* **STATED EXERCISE**: Put the items from the line with "Note: we are tagging the dark granite" through the line with "[(256, 367), (439, 355)]", both included, into a two-column CSV with the columns item_text and answer. Give one row per item, put each field in quotes, and replace line breaks with spaces.

Stored items from a collection
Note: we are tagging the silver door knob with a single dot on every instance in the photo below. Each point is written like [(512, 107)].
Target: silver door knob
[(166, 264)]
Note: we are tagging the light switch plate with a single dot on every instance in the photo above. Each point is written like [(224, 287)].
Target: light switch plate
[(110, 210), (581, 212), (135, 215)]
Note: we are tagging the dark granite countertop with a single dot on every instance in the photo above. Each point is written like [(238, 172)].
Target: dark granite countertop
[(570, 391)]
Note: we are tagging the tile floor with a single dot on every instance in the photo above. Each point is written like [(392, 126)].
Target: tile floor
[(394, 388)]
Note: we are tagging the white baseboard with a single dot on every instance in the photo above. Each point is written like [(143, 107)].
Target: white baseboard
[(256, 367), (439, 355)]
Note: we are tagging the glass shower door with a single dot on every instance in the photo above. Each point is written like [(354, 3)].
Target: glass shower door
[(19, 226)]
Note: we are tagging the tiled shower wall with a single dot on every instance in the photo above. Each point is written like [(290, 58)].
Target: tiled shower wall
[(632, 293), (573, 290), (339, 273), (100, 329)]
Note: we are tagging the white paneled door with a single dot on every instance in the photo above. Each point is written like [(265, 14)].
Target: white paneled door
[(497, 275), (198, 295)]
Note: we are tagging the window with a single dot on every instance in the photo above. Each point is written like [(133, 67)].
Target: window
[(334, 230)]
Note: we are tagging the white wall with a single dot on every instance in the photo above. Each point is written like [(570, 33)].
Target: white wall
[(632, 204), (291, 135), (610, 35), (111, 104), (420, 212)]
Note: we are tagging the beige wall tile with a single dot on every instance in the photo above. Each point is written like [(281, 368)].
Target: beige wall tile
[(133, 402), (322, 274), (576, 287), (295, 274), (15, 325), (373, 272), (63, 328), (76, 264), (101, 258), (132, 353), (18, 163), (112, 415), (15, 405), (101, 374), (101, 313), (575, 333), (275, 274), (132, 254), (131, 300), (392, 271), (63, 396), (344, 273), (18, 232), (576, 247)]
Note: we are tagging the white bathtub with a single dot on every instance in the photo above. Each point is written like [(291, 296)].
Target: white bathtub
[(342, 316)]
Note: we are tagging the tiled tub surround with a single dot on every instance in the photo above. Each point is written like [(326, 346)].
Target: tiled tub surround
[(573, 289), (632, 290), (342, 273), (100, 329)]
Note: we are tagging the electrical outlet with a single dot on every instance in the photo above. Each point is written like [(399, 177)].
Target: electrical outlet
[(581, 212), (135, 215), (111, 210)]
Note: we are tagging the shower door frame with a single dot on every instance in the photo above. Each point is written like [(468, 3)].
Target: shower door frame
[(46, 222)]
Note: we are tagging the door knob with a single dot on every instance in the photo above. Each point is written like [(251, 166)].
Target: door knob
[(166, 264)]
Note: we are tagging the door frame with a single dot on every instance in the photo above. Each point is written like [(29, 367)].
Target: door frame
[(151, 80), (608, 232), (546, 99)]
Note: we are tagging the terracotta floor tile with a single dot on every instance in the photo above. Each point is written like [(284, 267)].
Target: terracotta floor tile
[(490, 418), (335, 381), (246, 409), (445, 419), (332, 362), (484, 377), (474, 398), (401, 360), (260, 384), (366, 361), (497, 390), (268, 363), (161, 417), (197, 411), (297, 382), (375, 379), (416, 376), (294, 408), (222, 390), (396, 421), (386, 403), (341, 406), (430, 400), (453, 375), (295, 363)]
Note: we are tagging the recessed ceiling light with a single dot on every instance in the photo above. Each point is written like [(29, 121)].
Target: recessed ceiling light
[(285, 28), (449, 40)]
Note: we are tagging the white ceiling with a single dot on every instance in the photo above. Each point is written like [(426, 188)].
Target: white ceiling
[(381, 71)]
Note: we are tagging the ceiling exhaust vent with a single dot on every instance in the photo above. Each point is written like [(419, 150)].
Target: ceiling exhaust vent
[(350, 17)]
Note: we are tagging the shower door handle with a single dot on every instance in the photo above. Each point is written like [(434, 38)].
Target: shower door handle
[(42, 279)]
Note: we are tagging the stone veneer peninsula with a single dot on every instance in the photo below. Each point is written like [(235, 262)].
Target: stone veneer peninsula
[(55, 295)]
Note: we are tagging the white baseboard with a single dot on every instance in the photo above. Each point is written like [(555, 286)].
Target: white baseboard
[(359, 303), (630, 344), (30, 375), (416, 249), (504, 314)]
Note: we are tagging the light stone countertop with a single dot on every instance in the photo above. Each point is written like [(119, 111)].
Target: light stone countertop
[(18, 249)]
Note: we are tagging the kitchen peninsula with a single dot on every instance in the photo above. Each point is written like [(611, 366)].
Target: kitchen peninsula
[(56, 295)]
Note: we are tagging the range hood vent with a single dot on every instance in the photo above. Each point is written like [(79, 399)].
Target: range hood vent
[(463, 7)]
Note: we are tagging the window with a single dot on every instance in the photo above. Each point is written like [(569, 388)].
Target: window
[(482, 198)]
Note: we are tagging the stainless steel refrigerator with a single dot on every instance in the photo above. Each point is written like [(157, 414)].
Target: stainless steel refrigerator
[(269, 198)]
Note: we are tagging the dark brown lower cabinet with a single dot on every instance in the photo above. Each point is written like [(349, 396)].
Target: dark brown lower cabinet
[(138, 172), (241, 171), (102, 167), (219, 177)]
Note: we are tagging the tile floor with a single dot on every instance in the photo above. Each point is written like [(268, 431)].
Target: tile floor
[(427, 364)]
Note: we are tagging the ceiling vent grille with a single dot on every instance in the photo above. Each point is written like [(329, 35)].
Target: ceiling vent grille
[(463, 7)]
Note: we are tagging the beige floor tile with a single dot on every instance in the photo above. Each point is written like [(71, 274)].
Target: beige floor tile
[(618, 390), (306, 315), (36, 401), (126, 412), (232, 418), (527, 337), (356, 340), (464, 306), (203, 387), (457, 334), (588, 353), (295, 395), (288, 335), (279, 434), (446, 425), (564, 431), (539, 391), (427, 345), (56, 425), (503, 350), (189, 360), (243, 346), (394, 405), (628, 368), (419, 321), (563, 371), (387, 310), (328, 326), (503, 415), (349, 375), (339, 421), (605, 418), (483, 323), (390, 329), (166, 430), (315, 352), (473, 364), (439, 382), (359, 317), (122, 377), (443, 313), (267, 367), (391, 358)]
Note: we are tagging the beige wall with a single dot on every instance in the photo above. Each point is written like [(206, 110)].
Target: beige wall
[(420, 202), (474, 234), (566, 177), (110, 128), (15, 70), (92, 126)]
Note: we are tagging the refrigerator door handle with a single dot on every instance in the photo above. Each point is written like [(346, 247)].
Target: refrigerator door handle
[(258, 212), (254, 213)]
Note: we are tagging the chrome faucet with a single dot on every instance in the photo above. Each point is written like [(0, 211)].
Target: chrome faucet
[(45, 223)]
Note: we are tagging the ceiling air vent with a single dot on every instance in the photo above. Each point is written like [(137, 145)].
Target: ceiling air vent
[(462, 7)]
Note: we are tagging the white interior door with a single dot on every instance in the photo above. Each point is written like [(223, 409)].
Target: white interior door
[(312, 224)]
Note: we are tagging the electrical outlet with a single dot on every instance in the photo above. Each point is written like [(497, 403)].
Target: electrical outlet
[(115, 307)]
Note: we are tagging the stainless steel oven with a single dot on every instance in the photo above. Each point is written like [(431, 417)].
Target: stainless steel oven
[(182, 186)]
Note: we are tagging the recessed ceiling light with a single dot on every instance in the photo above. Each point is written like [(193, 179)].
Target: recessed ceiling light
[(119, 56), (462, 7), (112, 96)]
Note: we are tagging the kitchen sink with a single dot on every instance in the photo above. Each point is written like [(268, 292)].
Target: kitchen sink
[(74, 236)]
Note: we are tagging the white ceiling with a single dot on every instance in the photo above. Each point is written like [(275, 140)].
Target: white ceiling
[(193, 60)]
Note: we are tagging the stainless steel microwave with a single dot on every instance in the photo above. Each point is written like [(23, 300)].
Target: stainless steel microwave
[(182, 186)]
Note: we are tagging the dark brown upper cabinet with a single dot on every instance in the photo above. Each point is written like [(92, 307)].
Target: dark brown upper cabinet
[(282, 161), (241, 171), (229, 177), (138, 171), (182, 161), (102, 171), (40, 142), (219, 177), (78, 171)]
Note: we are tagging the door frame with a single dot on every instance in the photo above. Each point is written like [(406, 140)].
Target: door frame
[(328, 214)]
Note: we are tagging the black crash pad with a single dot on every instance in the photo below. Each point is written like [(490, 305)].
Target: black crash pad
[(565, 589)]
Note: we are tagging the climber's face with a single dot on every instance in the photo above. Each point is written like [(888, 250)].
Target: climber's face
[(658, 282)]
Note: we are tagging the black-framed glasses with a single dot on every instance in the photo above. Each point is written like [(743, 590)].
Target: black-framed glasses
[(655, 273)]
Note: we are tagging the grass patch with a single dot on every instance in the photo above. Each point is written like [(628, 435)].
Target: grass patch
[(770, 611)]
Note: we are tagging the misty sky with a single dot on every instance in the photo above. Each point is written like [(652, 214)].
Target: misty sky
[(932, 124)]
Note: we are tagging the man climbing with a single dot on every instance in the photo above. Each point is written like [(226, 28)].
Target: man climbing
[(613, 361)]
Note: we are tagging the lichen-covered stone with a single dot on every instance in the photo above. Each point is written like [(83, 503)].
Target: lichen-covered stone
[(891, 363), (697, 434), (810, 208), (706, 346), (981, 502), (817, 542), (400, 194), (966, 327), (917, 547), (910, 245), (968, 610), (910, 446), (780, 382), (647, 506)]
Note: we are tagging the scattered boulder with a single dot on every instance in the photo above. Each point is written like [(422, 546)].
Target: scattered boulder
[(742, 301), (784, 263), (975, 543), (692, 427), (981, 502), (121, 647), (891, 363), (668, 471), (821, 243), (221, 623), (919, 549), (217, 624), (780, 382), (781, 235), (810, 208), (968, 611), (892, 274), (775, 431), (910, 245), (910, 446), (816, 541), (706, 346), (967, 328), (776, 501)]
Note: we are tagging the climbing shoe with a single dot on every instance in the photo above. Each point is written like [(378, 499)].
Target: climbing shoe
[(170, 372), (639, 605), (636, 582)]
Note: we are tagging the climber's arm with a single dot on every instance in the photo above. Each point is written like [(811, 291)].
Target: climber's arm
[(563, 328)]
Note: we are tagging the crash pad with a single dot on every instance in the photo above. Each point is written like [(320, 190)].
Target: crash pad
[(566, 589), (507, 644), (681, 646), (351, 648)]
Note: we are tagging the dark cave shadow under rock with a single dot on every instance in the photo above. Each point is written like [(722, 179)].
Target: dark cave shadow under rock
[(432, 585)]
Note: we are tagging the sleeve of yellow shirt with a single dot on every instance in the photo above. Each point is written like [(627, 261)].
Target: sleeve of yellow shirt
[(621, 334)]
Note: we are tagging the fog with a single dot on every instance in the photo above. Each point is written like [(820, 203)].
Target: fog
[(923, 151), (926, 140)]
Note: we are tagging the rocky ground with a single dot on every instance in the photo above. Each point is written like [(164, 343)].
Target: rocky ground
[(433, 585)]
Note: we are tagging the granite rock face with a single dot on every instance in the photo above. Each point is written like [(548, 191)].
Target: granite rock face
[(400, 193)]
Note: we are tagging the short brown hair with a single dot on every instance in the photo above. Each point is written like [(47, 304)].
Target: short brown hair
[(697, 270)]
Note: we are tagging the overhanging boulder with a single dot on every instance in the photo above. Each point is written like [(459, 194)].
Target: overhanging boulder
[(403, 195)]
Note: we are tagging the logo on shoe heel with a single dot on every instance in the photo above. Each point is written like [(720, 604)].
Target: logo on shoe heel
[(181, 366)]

* **RESULT BELOW**:
item_text,answer
"Note: we are tagging the dark granite countertop with a single dot on every instance in the photo above. Each point is written like [(238, 172)]. Target: dark granite countertop","[(570, 391)]"
"Note: we are tagging the tile floor with a single dot on every instance in the photo above. Each point is written like [(392, 126)]. Target: tile floor","[(394, 388)]"
"Note: we are tagging the white baseboard with a single dot on every instance in the photo above. Each point is written like [(143, 107)]. Target: white baseboard","[(256, 367), (439, 355)]"